**Exercise instructions:**
Can you turn the lines between the one holding "Q: Point to the stone fountain" and the one holding "x=255, y=47", inclusive, into a Markdown table with the columns Row and Entry, giving each line a row number and skipping blank lines?
** begin **
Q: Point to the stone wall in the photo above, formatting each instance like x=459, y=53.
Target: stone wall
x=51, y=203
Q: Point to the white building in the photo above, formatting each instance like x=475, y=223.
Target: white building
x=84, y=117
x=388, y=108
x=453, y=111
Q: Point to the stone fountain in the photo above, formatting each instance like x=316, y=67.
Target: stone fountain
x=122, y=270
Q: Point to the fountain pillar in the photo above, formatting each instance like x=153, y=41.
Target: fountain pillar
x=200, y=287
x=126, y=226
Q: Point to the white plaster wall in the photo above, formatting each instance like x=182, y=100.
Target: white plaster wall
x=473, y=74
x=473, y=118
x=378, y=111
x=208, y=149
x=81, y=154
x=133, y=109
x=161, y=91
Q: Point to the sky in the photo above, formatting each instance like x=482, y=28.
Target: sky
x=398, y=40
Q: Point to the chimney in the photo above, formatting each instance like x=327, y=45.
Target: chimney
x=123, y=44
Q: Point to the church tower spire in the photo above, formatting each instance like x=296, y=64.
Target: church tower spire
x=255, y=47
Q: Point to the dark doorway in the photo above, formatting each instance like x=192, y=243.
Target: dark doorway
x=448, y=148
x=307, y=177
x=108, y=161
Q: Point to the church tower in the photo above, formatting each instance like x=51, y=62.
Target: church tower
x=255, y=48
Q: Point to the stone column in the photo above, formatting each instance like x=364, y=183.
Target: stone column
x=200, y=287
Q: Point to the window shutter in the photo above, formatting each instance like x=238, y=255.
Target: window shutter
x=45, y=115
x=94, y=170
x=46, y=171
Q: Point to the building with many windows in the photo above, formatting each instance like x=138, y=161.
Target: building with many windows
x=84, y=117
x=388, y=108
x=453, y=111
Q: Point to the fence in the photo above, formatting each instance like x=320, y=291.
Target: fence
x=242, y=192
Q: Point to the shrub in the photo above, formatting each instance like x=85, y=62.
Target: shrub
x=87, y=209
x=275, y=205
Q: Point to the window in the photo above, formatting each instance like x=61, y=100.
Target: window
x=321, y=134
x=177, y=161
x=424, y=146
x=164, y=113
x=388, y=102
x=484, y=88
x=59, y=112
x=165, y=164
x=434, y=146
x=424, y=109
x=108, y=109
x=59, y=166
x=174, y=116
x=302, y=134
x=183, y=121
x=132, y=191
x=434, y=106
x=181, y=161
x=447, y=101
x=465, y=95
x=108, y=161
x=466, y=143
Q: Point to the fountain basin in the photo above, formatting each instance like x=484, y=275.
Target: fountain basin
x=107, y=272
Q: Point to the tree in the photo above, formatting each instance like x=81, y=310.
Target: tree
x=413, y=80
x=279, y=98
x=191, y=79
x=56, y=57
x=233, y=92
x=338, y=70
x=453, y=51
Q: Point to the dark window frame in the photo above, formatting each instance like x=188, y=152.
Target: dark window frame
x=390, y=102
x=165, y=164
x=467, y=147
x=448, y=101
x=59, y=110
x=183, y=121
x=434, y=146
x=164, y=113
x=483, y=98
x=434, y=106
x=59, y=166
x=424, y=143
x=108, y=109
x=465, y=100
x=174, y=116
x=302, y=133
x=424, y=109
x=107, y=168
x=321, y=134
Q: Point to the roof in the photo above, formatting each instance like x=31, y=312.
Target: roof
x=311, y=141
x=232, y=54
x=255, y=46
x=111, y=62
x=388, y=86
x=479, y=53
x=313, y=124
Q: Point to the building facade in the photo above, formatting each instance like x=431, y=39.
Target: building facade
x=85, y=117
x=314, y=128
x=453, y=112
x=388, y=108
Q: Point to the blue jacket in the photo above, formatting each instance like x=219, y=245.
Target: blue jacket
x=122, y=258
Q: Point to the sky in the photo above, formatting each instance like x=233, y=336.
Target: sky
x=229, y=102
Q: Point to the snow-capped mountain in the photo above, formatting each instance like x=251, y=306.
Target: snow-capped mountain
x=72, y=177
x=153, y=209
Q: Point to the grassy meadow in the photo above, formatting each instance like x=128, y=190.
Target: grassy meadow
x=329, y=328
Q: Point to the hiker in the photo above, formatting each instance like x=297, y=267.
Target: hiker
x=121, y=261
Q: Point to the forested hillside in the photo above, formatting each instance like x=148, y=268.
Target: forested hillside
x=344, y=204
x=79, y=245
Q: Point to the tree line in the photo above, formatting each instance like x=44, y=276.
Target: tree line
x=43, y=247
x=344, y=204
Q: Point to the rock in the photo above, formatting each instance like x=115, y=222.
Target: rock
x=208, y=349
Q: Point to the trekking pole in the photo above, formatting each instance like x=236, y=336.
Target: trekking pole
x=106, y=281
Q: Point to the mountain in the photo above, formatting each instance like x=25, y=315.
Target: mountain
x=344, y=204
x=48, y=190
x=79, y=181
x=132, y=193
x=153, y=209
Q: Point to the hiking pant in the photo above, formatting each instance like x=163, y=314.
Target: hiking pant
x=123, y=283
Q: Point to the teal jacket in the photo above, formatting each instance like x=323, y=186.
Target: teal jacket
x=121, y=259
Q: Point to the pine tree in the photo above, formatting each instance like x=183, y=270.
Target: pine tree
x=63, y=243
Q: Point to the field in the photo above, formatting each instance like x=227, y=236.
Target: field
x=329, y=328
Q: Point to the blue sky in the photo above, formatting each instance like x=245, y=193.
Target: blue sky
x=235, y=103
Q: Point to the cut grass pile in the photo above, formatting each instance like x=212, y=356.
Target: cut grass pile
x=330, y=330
** end **
**Final result:**
| Row | Entry |
|---|---|
| 1 | Q: Point to the stone fountain in the photo above, formatting each instance like x=316, y=67. |
| 2 | Target: stone fountain |
| 3 | x=122, y=270 |
| 4 | Q: Point to the fountain pillar in the photo above, formatting each instance like x=153, y=41. |
| 5 | Target: fountain pillar |
| 6 | x=200, y=287 |
| 7 | x=126, y=226 |
| 8 | Q: Point to the white plaster wall in the photo above, formatting each instance like x=182, y=100. |
| 9 | Target: white plaster wall |
| 10 | x=473, y=74 |
| 11 | x=473, y=118 |
| 12 | x=378, y=111 |
| 13 | x=208, y=149 |
| 14 | x=81, y=154 |
| 15 | x=133, y=109 |
| 16 | x=161, y=91 |
| 17 | Q: Point to the sky in the photo above, formatting each instance like x=482, y=28. |
| 18 | Target: sky |
| 19 | x=398, y=40 |
| 20 | Q: Point to the chimney in the photo above, formatting each instance like x=327, y=45. |
| 21 | Target: chimney |
| 22 | x=123, y=44 |
| 23 | Q: Point to the church tower spire in the photo above, formatting each instance like x=296, y=64. |
| 24 | Target: church tower spire |
| 25 | x=255, y=47 |